What you will do
The output should be all lines of the entries below in which the word "panel" occurs.

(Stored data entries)

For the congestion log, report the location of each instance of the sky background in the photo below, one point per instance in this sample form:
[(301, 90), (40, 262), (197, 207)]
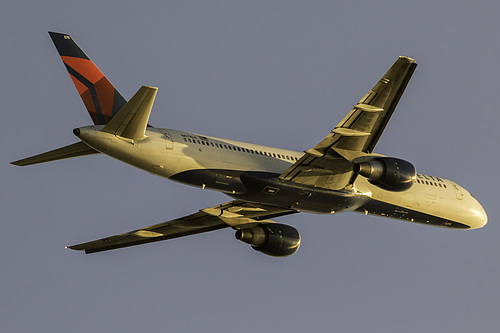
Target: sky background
[(280, 73)]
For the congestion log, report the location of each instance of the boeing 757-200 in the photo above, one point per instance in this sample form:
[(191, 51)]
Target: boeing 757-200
[(339, 174)]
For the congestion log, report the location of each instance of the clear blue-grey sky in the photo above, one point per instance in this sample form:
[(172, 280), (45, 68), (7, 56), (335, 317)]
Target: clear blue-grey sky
[(280, 73)]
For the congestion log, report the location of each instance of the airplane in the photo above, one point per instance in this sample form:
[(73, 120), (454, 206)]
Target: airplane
[(339, 174)]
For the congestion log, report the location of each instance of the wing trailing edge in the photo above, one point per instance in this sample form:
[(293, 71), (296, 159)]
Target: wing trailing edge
[(73, 150)]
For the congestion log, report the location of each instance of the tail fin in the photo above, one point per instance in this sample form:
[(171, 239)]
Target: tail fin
[(100, 97), (132, 120)]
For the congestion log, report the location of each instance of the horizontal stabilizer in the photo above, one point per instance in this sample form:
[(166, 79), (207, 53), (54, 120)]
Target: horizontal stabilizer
[(133, 118), (74, 150)]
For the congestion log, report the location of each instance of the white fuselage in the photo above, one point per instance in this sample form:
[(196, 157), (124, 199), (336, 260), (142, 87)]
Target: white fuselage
[(217, 164)]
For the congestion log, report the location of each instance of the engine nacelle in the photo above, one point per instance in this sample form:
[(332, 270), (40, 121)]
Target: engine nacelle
[(273, 239), (392, 174)]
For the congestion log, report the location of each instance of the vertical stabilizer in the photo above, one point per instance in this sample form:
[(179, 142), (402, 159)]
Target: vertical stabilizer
[(132, 120), (100, 97)]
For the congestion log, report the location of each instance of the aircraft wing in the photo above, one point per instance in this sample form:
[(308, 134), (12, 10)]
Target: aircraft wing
[(236, 214), (329, 163)]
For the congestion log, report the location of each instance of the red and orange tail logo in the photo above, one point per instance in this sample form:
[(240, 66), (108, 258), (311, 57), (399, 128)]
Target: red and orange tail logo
[(100, 97)]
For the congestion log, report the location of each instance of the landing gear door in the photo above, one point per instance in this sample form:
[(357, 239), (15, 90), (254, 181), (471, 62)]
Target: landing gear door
[(168, 140)]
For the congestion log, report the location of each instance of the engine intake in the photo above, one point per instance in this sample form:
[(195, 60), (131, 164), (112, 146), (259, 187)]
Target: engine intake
[(273, 239), (392, 174)]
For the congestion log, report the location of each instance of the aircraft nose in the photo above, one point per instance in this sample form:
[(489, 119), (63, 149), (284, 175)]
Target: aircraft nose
[(479, 217)]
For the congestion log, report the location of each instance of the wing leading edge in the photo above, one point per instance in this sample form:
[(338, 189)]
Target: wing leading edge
[(328, 164), (235, 214)]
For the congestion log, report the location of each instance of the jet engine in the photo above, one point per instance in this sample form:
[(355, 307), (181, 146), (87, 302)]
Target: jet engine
[(389, 173), (273, 239)]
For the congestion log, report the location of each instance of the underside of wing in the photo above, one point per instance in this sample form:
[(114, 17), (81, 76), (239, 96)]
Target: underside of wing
[(329, 163), (235, 214)]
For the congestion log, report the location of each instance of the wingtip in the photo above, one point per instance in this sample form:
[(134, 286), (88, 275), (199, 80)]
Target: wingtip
[(407, 58)]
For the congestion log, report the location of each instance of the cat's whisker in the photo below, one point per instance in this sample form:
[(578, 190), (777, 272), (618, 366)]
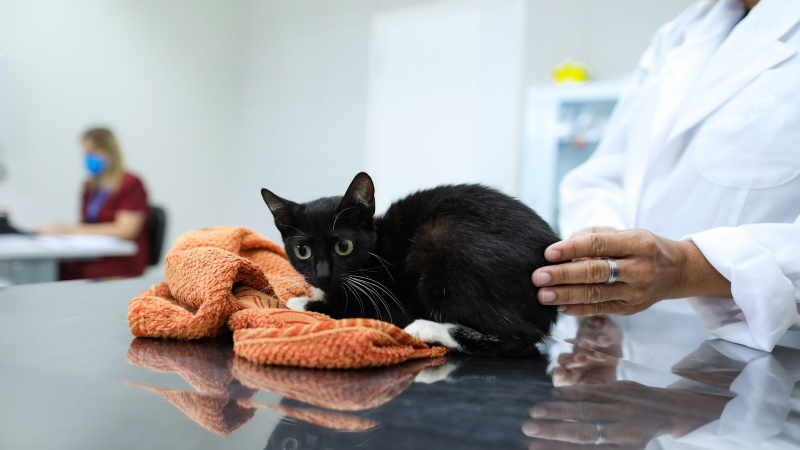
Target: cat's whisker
[(377, 294), (385, 290), (347, 283), (371, 285), (359, 288), (383, 263), (344, 291)]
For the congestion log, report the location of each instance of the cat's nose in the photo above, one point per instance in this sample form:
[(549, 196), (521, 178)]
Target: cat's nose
[(323, 271)]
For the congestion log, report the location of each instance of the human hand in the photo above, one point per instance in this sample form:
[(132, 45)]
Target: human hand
[(591, 230), (651, 268)]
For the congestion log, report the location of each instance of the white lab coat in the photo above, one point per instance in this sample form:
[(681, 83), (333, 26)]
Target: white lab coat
[(705, 145)]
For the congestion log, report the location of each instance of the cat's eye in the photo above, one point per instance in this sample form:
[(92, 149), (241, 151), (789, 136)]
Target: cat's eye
[(289, 444), (344, 247), (302, 252)]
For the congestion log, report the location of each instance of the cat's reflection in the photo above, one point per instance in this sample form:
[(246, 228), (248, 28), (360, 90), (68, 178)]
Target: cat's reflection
[(467, 402), (226, 384)]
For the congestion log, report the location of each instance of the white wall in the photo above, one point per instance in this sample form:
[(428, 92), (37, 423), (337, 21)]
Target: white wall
[(214, 99), (304, 88), (160, 73)]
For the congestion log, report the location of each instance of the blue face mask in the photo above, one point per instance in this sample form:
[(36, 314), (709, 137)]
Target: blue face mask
[(95, 163)]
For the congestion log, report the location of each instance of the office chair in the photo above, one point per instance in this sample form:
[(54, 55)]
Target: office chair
[(156, 228)]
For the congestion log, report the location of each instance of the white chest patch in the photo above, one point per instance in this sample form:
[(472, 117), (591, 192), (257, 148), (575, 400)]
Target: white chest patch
[(317, 295), (433, 333)]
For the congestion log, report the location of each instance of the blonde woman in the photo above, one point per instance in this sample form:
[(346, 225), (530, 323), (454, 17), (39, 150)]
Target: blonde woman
[(114, 204)]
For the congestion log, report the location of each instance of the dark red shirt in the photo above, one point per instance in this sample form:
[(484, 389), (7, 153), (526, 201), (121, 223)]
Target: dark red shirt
[(131, 196)]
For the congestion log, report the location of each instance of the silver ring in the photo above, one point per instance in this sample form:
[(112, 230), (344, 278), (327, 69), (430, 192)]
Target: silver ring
[(612, 264), (601, 433)]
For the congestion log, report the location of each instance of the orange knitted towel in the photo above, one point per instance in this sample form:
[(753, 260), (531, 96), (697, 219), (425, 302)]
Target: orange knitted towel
[(233, 278)]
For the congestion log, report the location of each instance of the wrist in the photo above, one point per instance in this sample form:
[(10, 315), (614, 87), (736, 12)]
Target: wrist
[(699, 278)]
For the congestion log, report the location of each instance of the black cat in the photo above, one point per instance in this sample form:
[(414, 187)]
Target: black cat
[(451, 264)]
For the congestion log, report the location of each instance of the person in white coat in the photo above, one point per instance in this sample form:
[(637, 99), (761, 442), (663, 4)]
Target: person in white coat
[(695, 190)]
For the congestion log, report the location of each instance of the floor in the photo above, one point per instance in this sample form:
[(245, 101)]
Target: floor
[(72, 377)]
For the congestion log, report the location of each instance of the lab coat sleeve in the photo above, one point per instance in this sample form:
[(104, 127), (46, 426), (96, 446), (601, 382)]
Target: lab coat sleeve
[(761, 262), (592, 194)]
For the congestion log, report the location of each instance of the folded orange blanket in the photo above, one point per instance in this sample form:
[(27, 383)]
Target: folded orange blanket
[(232, 278)]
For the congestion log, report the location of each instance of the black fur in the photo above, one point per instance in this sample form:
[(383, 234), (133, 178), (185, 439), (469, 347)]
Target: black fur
[(459, 254)]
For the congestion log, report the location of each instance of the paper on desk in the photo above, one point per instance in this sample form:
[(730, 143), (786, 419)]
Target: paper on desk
[(78, 241)]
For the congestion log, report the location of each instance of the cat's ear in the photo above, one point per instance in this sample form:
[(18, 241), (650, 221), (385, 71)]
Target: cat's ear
[(281, 209), (361, 193)]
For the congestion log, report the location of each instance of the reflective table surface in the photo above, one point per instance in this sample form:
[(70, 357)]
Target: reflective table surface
[(73, 377)]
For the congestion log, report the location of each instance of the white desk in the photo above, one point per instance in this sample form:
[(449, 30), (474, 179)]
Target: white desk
[(34, 259)]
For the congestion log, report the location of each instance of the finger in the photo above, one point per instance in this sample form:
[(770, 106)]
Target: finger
[(577, 294), (572, 432), (565, 377), (581, 272), (620, 307), (593, 245), (581, 411), (591, 230)]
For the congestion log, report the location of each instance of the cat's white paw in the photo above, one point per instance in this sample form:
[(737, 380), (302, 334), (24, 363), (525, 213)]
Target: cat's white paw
[(317, 294), (433, 374), (433, 333), (297, 303)]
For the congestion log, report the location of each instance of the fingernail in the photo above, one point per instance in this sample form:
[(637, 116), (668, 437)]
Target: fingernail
[(531, 429), (543, 278), (538, 412), (552, 254)]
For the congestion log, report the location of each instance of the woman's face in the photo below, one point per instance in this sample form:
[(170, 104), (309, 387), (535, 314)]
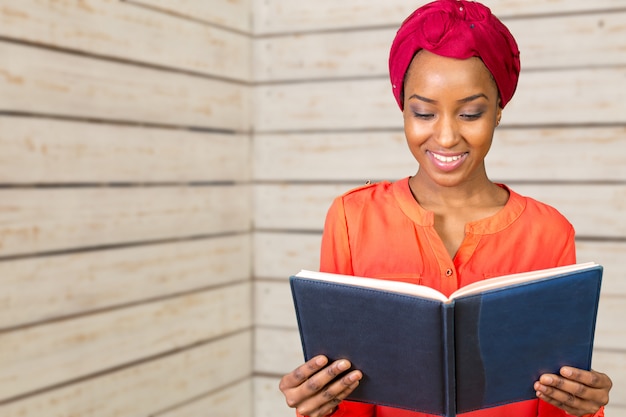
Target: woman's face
[(450, 112)]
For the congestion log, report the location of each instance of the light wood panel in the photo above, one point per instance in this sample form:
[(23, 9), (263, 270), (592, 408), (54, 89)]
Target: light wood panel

Answer section
For the congestion log, report the location of each instance of the light wood panel in the photo above, one point per instance in this sample form:
Target: light wood panel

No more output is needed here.